▸ SOURCE MATERIAL:
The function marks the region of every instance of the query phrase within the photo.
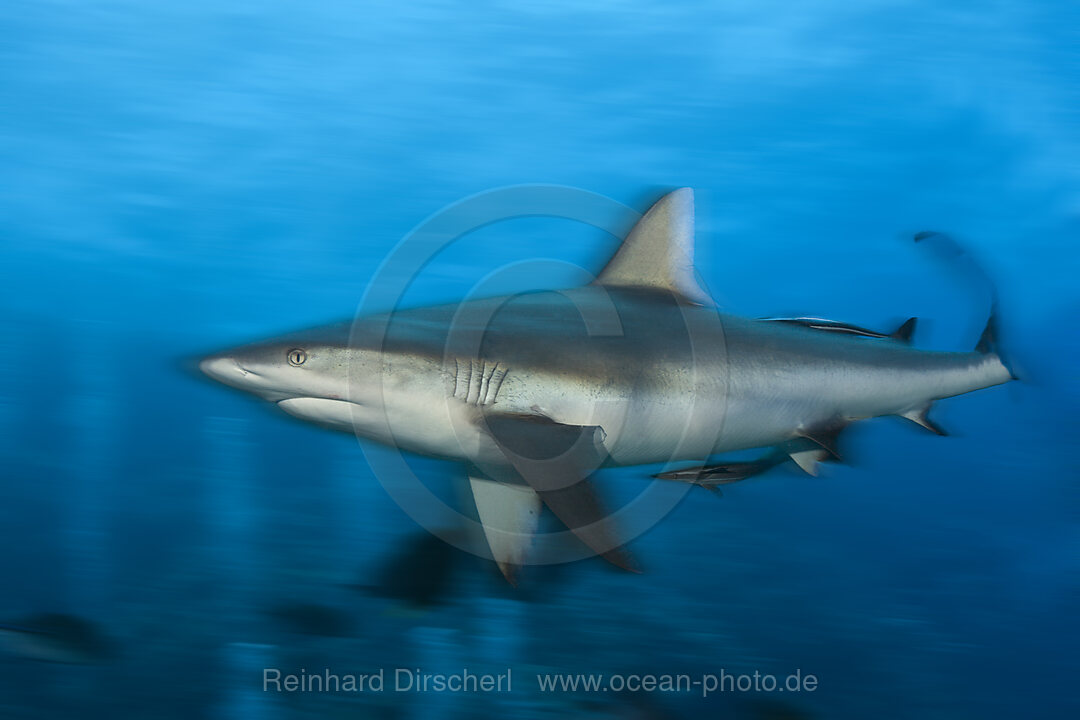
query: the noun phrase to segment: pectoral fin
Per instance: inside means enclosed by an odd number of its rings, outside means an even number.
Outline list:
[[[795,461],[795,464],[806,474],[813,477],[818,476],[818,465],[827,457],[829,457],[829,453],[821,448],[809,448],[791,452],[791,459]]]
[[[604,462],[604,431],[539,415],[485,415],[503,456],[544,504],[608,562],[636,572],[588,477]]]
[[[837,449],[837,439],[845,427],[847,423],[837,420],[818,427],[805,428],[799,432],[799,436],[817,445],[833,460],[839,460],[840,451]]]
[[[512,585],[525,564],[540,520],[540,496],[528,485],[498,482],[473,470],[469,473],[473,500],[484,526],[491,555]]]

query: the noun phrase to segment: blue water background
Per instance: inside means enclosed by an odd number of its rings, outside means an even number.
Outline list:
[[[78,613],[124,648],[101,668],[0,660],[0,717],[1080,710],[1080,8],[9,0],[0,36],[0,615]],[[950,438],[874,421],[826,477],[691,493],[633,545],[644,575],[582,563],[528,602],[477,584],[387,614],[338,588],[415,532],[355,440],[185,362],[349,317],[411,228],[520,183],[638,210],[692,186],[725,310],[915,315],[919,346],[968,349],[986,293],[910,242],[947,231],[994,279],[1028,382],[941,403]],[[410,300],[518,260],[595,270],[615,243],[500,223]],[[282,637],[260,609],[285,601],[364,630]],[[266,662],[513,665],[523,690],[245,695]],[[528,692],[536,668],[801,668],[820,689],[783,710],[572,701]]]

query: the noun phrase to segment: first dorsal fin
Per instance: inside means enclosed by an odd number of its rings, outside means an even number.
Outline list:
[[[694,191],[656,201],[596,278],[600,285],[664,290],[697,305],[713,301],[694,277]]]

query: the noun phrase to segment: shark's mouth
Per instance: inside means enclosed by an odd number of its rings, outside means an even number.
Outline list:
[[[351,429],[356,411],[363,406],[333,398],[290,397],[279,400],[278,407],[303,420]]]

▸ EXERCISE BRIEF: Your answer must be the records above, copied exactly, with no pictures.

▸ TASK ANSWER:
The function marks the region of every instance of the query phrase within the photo.
query: the noun phrase to segment: pectoral fin
Per instance: inside means enclosed by an odd number of its rings, outside means an even number.
Outline list:
[[[795,461],[795,464],[806,474],[813,477],[818,476],[818,465],[827,457],[829,457],[829,453],[821,448],[809,448],[791,452],[791,459]]]
[[[604,462],[604,431],[539,415],[485,415],[503,456],[544,504],[608,562],[636,572],[588,477]]]
[[[837,449],[837,439],[845,427],[847,423],[837,420],[818,427],[805,428],[799,432],[799,436],[817,445],[833,460],[839,460],[840,451]]]
[[[512,585],[525,564],[540,520],[540,496],[528,485],[498,482],[473,470],[469,473],[473,500],[484,526],[491,555]]]

query: the noun phrase to segment: blue water background
Per instance: inside means enclosed by an odd number of its rings, outside means an even number.
Outline list:
[[[78,613],[124,648],[101,668],[0,660],[0,717],[1080,710],[1080,8],[9,0],[0,36],[0,615]],[[950,438],[874,421],[826,477],[691,493],[633,545],[644,575],[582,563],[528,602],[477,584],[387,614],[338,588],[415,532],[355,440],[185,362],[349,317],[411,228],[520,183],[638,210],[692,186],[725,310],[915,315],[919,346],[968,349],[986,293],[910,242],[947,231],[994,279],[1028,382],[941,403]],[[410,300],[518,260],[595,270],[615,243],[500,223]],[[282,637],[260,609],[285,601],[364,630]],[[266,662],[513,665],[523,690],[245,695]],[[528,692],[536,668],[801,668],[820,689],[783,710],[572,701]]]

query: the noun phrase to segment: first dorsal fin
Per instance: inside means enclosed by an odd number of its rings, outside means an even number.
Outline list:
[[[694,191],[656,201],[596,278],[600,285],[664,290],[697,305],[713,301],[694,277]]]

query: the noun phrase to segment: shark's mouth
Per instance: inside means enclosed by an odd number of its rings, outside means an even number.
Outline list:
[[[351,429],[356,411],[363,406],[333,398],[290,397],[279,400],[278,407],[303,420]]]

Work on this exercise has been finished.